Required task: Rewrite the material below as a two-column CSV with the headers instruction and points. Give one row for each "Guideline:" line and the coordinates listed under it, put each field in double quotes, and replace line breaks with spaces.

Recorded data:
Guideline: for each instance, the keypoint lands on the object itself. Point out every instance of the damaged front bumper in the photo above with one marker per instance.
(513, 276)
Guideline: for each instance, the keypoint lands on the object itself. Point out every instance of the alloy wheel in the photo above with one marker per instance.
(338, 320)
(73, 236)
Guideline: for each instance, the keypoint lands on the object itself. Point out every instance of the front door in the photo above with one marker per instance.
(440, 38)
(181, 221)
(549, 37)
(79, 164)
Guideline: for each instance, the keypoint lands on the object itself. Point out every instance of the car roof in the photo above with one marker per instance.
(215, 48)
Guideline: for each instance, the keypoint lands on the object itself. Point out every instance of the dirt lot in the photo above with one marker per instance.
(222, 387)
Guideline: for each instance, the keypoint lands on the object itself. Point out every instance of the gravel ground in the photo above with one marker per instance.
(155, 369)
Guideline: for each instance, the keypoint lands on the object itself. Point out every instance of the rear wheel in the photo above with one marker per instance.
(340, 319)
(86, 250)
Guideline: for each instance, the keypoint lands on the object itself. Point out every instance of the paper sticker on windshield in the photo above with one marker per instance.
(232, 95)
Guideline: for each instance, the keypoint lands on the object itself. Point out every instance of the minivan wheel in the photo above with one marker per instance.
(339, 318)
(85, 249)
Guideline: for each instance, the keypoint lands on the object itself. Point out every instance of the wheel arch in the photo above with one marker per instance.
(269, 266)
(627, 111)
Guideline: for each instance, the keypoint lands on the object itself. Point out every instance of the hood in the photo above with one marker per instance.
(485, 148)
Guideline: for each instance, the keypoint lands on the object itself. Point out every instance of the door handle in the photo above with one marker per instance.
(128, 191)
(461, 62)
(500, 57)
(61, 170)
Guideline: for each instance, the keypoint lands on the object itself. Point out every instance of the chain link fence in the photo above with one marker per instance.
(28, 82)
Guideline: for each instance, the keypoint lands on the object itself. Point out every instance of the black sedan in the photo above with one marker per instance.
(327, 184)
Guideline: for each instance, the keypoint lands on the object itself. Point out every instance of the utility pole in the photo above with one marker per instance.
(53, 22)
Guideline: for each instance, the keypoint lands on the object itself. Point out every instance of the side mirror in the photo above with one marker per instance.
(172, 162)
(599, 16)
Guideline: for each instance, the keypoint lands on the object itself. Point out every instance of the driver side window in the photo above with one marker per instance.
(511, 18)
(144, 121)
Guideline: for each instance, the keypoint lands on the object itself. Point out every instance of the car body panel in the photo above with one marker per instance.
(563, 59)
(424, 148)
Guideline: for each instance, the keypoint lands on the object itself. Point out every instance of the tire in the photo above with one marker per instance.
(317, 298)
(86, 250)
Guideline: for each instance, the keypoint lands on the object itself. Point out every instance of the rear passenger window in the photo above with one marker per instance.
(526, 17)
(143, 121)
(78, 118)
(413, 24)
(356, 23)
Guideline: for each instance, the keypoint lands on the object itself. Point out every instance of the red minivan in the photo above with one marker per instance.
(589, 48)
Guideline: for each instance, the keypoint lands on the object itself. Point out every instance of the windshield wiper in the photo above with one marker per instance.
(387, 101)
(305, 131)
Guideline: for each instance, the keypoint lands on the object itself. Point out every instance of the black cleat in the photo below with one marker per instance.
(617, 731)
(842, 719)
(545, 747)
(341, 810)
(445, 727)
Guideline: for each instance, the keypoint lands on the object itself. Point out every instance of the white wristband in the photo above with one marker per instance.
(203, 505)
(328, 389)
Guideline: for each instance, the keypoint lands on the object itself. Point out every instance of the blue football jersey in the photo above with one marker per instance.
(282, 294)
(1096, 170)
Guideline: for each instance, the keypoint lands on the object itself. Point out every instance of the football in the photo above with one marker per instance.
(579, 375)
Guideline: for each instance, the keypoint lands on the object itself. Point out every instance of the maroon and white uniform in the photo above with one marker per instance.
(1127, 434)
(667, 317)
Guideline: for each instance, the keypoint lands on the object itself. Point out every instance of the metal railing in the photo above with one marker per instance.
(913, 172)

Exercise answer:
instruction,points
"Guideline: for each instance, the keypoint lands on the object itself. Point out every instance of the damaged front bumper in the photo above with one marker per instance.","(513, 276)"
"Guideline: for each instance, the keypoint lands on the object itself. Point out every instance of the alloy wheel in the photo above with one marker per instance.","(338, 320) (73, 236)"
"Guideline: for each instance, the keypoint lands on the object itself. Point out every instance of the front door in the photo above with one marker per instance.","(440, 38) (181, 221) (549, 37) (79, 164)"
"Guideline: for each instance, the keypoint lands on the object itself. Point out every instance of the car roof in the photo above with one marker per instance.","(215, 48)"
"Guideline: for each instance, the keypoint lands on the object itself. Point out every instance of the dirt lot in the photo above with one marker per instance.","(222, 387)"
"Guideline: for each instance, the keypoint lands on the object itself. Point out every instance of the gravel ground in the photo above with one marker per instance.","(155, 369)"
"Guideline: for each instance, the keypoint lands on the object itself. Point out every instance of the rear wheel in the photo above with one marker per instance.","(340, 319) (86, 250)"
"Guideline: for each instance, the keypoint lands on the object itself. Point out every instance of the paper sticker on windshield in the photo above with one marker per instance.","(232, 95)"
"Guideline: for each instance, the keypoint lands on the object itself. Point out every instance of the minivan wheel in the photo above with one marker per instance.","(339, 318) (85, 249)"
"Guideline: for each instance, the keypoint lands on the object itself. Point out every instance of the wheel arch in the photo above with one marker per instance.","(269, 266) (627, 111)"
"Guideline: for each instance, the keypoint lands on the object itself. Point out every instance of the hood in the photo above with one marker per instance.","(485, 148)"
"Guideline: for each instance, the keypoint lands on the object itself. Point out every instance of the door handle in the photo above with one marker per instance.","(128, 191) (461, 62) (500, 57) (61, 170)"
"Guideline: for each instance, the keypoint lands on the object itself. Point out every instance of the chain link fence in the photo above with one marker per instance.","(28, 82)"
"Guideline: for each instance, the keypoint lands on the object itself. Point out every instance of the black sedan in the photo above with one marker per instance.","(327, 184)"
"Guideline: for each instance, the keypoint lands on the object itself. Point out every instance of the utility pole in the photo above with one marker per instance.","(53, 22)"
"Guideline: for each instance, the keypoint lands on the object itself. Point out every instance of the side mirror in the photo above with one marker per instance.","(172, 162) (599, 16)"
"Guideline: for each instance, the keypoint lands on the object itself. Point out every instance of the driver side window in the photo above with one marker per instance.","(511, 18) (144, 121)"
"Guideline: for each instance, the keypoint lands on the object itself. Point out every instance of the car body panel in the photo above with one marker per instance.","(563, 59) (424, 148)"
"Guideline: for each instance, the keypoint lands on the object itself. Point out every instance of the tire in the photo above with one marker per instance.","(317, 298) (86, 250)"
"Guideline: for each instance, the keypoint lands on the object itself. Point out every instance of the rear passenger window in the photo above with one marker per instance.","(526, 17) (143, 121) (78, 118) (413, 24) (356, 23)"
"Guideline: for each instance, the keypoint lands on the object itself. Point out every instance of the red minivan in the photo above with one marker per instance.","(589, 48)"
"Guideline: for each instance, the keypoint lands on the object itself. Point out every instance of the windshield wiper in the photo above with one marker per instance.","(387, 101) (305, 131)"
"Guideline: for each instance, the keypoint lands on the object itself. Point out every instance of the black cleat in the photo below with one marker per instance.","(617, 731) (842, 719) (545, 747) (341, 810) (445, 727)"
"Guideline: for each instance, the keypoint lands on the object itself. Point out every instance of the white wristband in the photo above with one marker per instance.","(203, 505) (328, 389)"
"Guideline: for each instance, the keypoint lands on the object itself. Point out every instance of the blue football jersey in the photo above with one marker per instance.","(282, 294) (1096, 170)"
"Guideline: for each instance, the keypoint lands on the object itself. Point out every instance of the football in the photo above with one marker per instance.","(579, 375)"
"Guideline: for each instance, the keypoint lands on the object itself. Point out every instance of the maroon and white uniform in the photo above with one marker per instance.","(1127, 434) (667, 317)"
"Guideline: for each instance, the keypoint lands on the object itself. Point out every instance of the metal railing in the photo above with one marker per instance.","(913, 172)"